● Exercise aim:
From the passage on infrared dark clouds, pull out the exact wording starting with "This paper is" and going on through "of our targets.".

● Excerpted passage:
• • • • •

This paper is our next step toward the understanding of the nature of the IRDCs. Here we present our investigations of the chemical composition of southern clouds. We perform molecular line observations in the 3 mm band with the Mopra single-dish radio telescope. Combining molecular line data and H₂ column densities from the previous study we estimate molecular abundances and compare them with results for low-mass pre-stellar cores. The analysis of molecular lines provides not only information about chemistry, but also about physical processes in molecular clouds. For instance, the presence of SiO emission and HCO⁺ extended wings is evidence for outflow activity in a cloud. Specific line shapes can indicate infall motion. Detection or non-detection of some species helps to determine the evolutionary status of our targets.

The paper is organized in the following way. In Sect. 2 we describe our target selection, the selected molecular lines, observational and technical details. In Sect. 3 we present the results of the qualitative analysis of obtained molecular line spectra, line parameters and abundance estimates. We discuss the obtained results in Sect. 4 and conclude in Sect. 5.

2. Target and line selection, observations, and data reduction

2.1. Target selection

A sample of 15 southern infrared dark clouds was selected by visual examination of the MSX 8.3 μm images for the presence of high-contrast dark clouds. 1.2 mm continuum data were obtained for these objects with the SIMBA/SEST telescope. Together with millimeter data we used 8 μm IRAC data from the Spitzer Galactic Legacy Infrared Mid-Plane Survey Extraordinaire (GLIMPSE, Benjamin et al. 2003) to investigate the physical properties of the extinction and emission material (see Paper I). Based on our millimeter and mid-IR data and taking into account single-dish beam sizes at millimeter wavelengths, we selected several points for observations in every cloud. The criterion for selection was the presence of either a 1.2 mm emission peak, a 8 μm emission peak, or a 8 μm extinction peak. These criteria let us cover IRDCs at the different evolutionary stages. Millimeter emission and mid-IR extinction indicate the presence of cold gas, which is typical for more quiescent regions. A typical source of 8 μm emission usually contains a small infrared cluster and is therefore likely to be at a more advanced evolutionary stage than most dark regions in this IRAC band. The targets are listed in Table 1. Three-color Spitzer/GLIMPSE images of IRDCs together with the telescope and beam positions are presented in the on-line material Fig. A.1.

• • • • •

● Supplied material:

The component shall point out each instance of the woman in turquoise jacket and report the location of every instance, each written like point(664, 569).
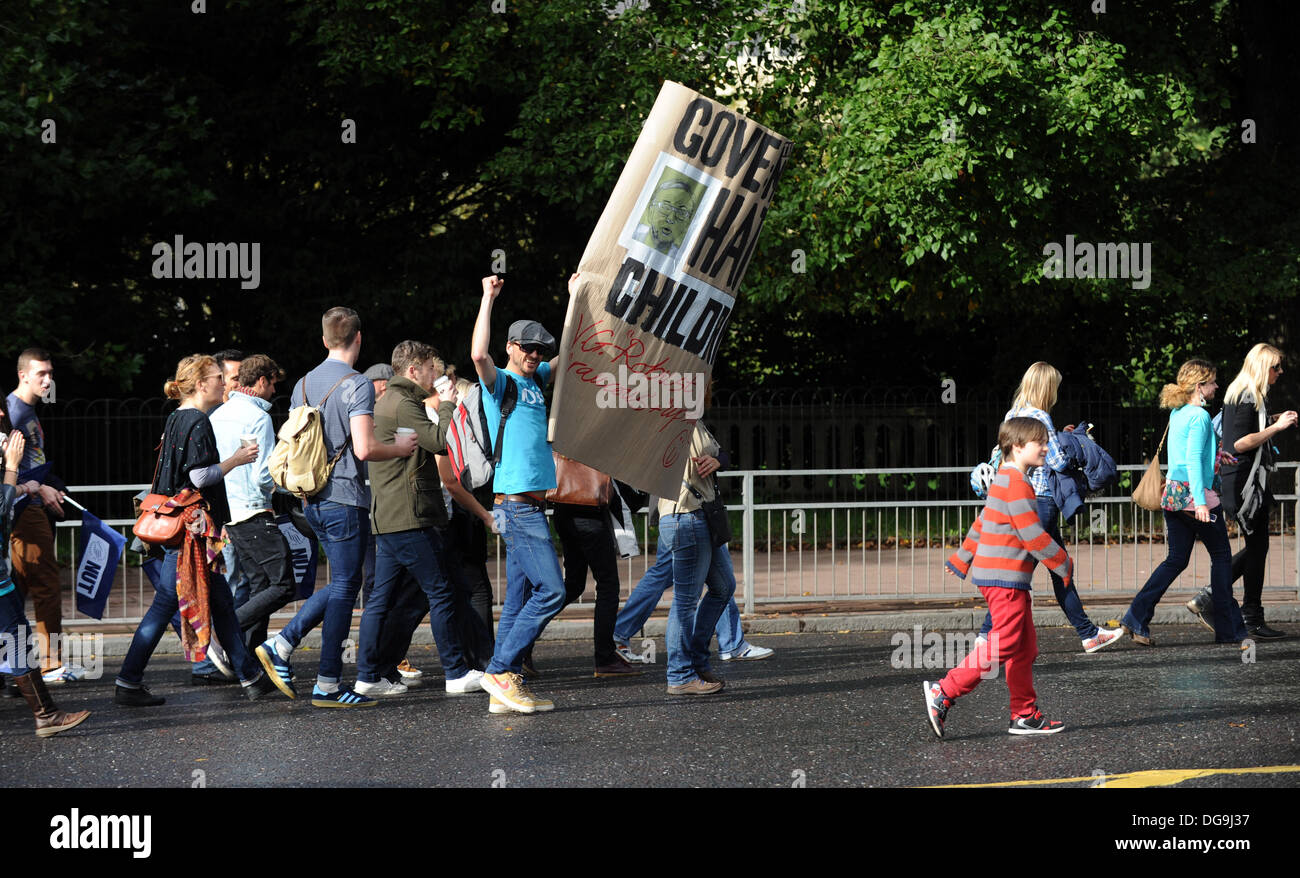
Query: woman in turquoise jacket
point(1188, 489)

• • • • •

● Reply:
This paper is our next step toward the understanding of the nature of the IRDCs. Here we present our investigations of the chemical composition of southern clouds. We perform molecular line observations in the 3 mm band with the Mopra single-dish radio telescope. Combining molecular line data and H₂ column densities from the previous study we estimate molecular abundances and compare them with results for low-mass pre-stellar cores. The analysis of molecular lines provides not only information about chemistry, but also about physical processes in molecular clouds. For instance, the presence of SiO emission and HCO⁺ extended wings is evidence for outflow activity in a cloud. Specific line shapes can indicate infall motion. Detection or non-detection of some species helps to determine the evolutionary status of our targets.